-------- Excerpted records

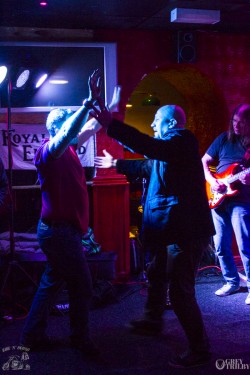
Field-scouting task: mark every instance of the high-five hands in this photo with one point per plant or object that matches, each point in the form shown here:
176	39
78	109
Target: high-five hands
103	113
116	98
104	161
94	83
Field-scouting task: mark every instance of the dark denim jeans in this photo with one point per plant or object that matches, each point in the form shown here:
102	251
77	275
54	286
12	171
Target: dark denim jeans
66	264
176	266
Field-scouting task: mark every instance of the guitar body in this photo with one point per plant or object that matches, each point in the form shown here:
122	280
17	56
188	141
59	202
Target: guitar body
215	198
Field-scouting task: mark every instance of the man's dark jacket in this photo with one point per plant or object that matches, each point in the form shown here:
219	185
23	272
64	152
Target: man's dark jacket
176	207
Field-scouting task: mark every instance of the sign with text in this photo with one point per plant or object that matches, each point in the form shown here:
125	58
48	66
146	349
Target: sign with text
26	139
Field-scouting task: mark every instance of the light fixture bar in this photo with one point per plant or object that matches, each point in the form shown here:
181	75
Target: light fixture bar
202	16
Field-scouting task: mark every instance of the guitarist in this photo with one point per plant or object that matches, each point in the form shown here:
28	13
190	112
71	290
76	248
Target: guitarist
233	214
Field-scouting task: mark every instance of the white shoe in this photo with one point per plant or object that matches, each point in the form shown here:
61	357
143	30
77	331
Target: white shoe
227	289
247	301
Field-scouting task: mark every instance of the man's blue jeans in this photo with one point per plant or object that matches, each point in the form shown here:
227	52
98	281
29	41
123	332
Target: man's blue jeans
176	266
66	263
232	217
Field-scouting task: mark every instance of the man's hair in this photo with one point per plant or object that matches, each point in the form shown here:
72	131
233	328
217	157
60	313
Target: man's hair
55	117
244	111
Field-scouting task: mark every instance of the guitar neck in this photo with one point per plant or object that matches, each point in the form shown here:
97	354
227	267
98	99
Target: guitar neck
236	176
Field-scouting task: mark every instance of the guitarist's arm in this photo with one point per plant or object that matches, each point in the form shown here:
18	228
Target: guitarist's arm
245	179
215	184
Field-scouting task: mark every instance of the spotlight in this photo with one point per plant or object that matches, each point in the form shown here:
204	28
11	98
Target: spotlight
3	73
151	100
40	80
22	78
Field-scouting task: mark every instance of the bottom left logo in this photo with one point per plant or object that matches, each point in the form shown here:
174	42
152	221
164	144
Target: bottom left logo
17	358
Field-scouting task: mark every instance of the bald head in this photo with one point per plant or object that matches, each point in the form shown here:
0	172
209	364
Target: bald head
167	118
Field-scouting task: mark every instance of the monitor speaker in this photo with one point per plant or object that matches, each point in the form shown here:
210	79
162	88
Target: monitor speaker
186	47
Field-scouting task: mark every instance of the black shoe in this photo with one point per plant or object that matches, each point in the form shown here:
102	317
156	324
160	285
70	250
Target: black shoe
86	347
43	344
147	326
190	359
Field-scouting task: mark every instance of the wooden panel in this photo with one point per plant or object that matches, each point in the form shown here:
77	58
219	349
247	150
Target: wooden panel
111	218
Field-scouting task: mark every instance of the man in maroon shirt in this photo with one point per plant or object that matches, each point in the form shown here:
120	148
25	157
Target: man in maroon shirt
63	222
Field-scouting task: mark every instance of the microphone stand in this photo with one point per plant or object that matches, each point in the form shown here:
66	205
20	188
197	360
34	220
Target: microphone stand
13	263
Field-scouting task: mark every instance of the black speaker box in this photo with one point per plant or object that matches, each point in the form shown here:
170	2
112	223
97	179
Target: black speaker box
186	47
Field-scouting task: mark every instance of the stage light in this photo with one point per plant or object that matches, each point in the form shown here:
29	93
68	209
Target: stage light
3	73
22	78
201	16
151	100
58	81
40	80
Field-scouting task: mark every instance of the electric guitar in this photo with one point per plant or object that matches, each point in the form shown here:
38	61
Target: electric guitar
227	178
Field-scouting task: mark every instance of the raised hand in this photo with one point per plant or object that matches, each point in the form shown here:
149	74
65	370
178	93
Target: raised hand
104	161
95	83
115	99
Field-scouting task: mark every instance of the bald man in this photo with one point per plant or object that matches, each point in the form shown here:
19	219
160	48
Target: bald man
177	223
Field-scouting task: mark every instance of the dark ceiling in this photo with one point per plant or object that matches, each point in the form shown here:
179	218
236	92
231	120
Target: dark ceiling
120	14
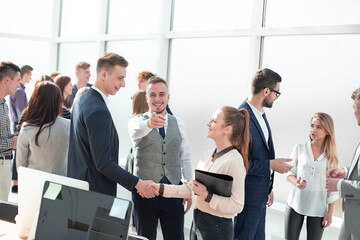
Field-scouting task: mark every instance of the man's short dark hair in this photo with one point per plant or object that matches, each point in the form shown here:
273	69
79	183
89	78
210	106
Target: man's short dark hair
109	61
25	69
264	78
155	79
8	69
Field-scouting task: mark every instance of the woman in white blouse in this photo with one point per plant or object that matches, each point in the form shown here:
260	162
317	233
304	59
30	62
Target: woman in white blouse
229	128
308	196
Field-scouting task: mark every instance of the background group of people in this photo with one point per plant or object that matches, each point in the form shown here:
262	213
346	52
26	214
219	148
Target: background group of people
159	171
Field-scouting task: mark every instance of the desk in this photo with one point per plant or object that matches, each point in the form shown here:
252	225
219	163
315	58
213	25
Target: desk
8	231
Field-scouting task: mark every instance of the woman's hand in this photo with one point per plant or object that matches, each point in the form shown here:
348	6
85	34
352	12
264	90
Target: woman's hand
199	189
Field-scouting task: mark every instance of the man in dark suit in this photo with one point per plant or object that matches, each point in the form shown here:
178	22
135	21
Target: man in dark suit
347	181
250	223
94	143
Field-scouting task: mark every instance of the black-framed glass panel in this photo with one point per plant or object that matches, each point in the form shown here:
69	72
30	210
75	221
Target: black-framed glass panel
319	74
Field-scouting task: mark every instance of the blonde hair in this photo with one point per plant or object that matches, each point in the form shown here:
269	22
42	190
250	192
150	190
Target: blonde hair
330	143
239	121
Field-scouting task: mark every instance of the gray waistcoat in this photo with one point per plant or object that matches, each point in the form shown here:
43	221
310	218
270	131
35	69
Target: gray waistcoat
155	157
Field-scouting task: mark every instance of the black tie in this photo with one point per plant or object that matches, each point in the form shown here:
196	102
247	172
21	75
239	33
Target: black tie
162	132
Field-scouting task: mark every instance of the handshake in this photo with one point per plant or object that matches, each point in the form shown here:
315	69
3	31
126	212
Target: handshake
147	188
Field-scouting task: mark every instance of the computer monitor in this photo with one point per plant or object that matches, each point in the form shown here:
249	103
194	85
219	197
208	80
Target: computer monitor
31	184
71	213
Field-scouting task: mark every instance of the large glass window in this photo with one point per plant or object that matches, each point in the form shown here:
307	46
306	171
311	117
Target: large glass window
27	17
26	52
319	74
284	13
135	16
81	18
190	15
206	74
72	53
141	56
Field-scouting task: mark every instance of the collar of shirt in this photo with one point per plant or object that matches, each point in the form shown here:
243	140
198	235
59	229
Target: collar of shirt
102	94
166	119
224	151
254	109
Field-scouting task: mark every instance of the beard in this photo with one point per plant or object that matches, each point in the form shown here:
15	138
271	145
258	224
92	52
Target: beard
267	102
160	111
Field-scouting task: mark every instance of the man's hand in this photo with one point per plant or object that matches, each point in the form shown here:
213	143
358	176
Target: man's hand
199	189
188	205
327	220
336	173
281	165
300	184
145	189
156	121
270	199
331	184
14	138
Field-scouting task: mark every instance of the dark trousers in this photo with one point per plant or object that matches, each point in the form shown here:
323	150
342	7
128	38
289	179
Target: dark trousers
14	175
147	212
209	227
250	223
294	222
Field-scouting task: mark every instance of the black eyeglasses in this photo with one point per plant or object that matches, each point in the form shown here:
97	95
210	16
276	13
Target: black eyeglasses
273	90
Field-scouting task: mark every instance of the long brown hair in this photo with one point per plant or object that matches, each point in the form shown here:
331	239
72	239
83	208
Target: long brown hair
239	121
44	107
139	102
330	143
62	81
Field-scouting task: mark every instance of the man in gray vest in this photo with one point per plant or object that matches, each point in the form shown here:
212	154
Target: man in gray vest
161	154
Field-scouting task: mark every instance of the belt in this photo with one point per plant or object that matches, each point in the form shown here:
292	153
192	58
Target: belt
6	157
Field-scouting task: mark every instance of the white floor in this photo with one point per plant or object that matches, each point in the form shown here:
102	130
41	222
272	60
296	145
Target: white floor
274	222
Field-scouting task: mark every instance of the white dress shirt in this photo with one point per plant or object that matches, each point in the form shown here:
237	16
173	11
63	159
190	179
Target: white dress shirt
313	200
138	128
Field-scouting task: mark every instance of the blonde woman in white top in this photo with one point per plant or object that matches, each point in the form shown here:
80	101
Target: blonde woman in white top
229	128
308	196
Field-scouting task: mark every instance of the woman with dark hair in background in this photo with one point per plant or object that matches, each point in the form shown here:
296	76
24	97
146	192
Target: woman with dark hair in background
43	140
64	83
213	214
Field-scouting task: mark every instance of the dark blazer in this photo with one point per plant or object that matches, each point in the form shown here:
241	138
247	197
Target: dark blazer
257	183
94	146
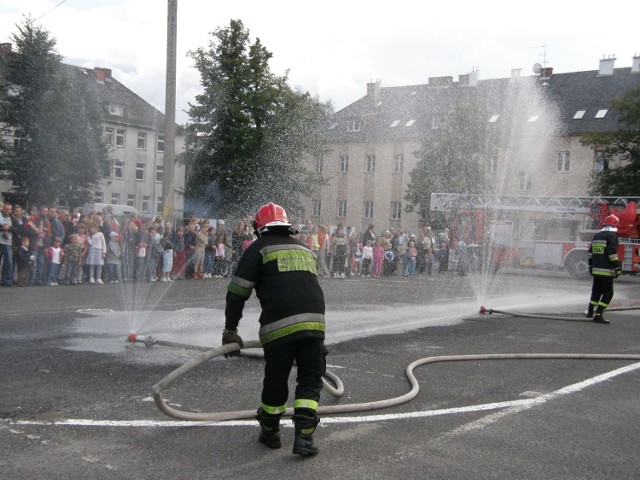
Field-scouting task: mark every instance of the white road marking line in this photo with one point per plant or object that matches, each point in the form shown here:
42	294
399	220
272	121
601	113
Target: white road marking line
518	404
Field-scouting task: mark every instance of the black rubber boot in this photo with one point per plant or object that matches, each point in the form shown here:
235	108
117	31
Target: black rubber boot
305	423
589	311
598	316
270	429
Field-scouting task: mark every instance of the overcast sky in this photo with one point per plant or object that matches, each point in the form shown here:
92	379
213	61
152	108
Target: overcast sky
333	48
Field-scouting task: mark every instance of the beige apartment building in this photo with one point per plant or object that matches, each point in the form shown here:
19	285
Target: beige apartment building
134	133
372	142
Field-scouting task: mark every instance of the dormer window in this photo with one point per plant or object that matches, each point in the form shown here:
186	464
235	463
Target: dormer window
353	125
117	110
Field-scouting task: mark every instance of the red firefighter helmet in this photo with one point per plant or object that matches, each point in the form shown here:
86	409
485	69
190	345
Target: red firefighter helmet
611	221
271	215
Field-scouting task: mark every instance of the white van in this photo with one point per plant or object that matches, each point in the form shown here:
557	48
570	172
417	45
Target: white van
119	211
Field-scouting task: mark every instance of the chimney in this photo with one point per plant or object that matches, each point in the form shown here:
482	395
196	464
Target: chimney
102	74
373	92
546	72
473	78
606	65
440	81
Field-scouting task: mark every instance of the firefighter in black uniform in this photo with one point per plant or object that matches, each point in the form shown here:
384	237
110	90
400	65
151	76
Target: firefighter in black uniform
282	270
604	266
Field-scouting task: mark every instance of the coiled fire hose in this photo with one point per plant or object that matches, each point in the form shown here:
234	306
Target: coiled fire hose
337	388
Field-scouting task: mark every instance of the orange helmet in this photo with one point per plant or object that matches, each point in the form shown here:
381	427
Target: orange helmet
611	221
271	215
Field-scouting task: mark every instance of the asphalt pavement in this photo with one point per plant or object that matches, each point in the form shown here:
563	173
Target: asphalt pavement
76	397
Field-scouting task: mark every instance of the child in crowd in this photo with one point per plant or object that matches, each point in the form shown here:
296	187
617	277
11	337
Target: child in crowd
167	259
24	262
409	259
378	257
96	255
179	253
367	259
114	258
154	249
220	259
141	252
54	255
84	237
73	259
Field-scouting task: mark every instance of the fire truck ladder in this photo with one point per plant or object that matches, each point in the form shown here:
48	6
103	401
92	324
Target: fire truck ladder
447	202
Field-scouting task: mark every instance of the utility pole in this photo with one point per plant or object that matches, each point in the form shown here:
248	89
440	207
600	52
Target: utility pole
168	194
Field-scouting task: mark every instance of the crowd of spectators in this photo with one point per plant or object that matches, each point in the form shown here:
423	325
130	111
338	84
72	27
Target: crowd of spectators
51	246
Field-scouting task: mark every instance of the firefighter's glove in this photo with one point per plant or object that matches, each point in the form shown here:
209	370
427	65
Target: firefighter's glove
231	336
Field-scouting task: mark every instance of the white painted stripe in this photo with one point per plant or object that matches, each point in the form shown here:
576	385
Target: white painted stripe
519	404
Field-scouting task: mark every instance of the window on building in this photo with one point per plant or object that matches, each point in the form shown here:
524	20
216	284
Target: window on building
317	207
342	208
142	141
601	161
160	142
139	171
398	162
396	210
562	162
492	165
117	110
370	164
120	137
344	163
118	169
108	135
524	178
353	125
367	209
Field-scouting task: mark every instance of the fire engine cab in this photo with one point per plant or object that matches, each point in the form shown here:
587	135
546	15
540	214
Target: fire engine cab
540	231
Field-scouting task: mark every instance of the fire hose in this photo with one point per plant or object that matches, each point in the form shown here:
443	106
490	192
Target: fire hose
337	389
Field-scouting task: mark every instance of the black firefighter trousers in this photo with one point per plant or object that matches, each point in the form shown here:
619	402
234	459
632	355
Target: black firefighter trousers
309	355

----------------

Task prompt
Look above for the line containing "Field-scouting task: mark every instance of the fire engine"; copy from it through the last line, exactly, and nothing more.

Task response
Field-scouting task: mark every instance of the fire engine cab in this photo with one point per plant or object that matches, each point in the form shown here:
587	135
546	15
540	214
Target: fire engine cab
540	231
Field-scouting task: mark every instance of the fire hose in this photo with one point per plant or object that matches, each point in the form shown here:
443	106
490	192
Target: fire hose
337	389
Field-scouting task: mark every instance of the black firefighter trousers in this photo with one point per plant or object that matches, each point in the form shown here:
619	402
234	459
632	355
Target: black firefighter trousers
309	355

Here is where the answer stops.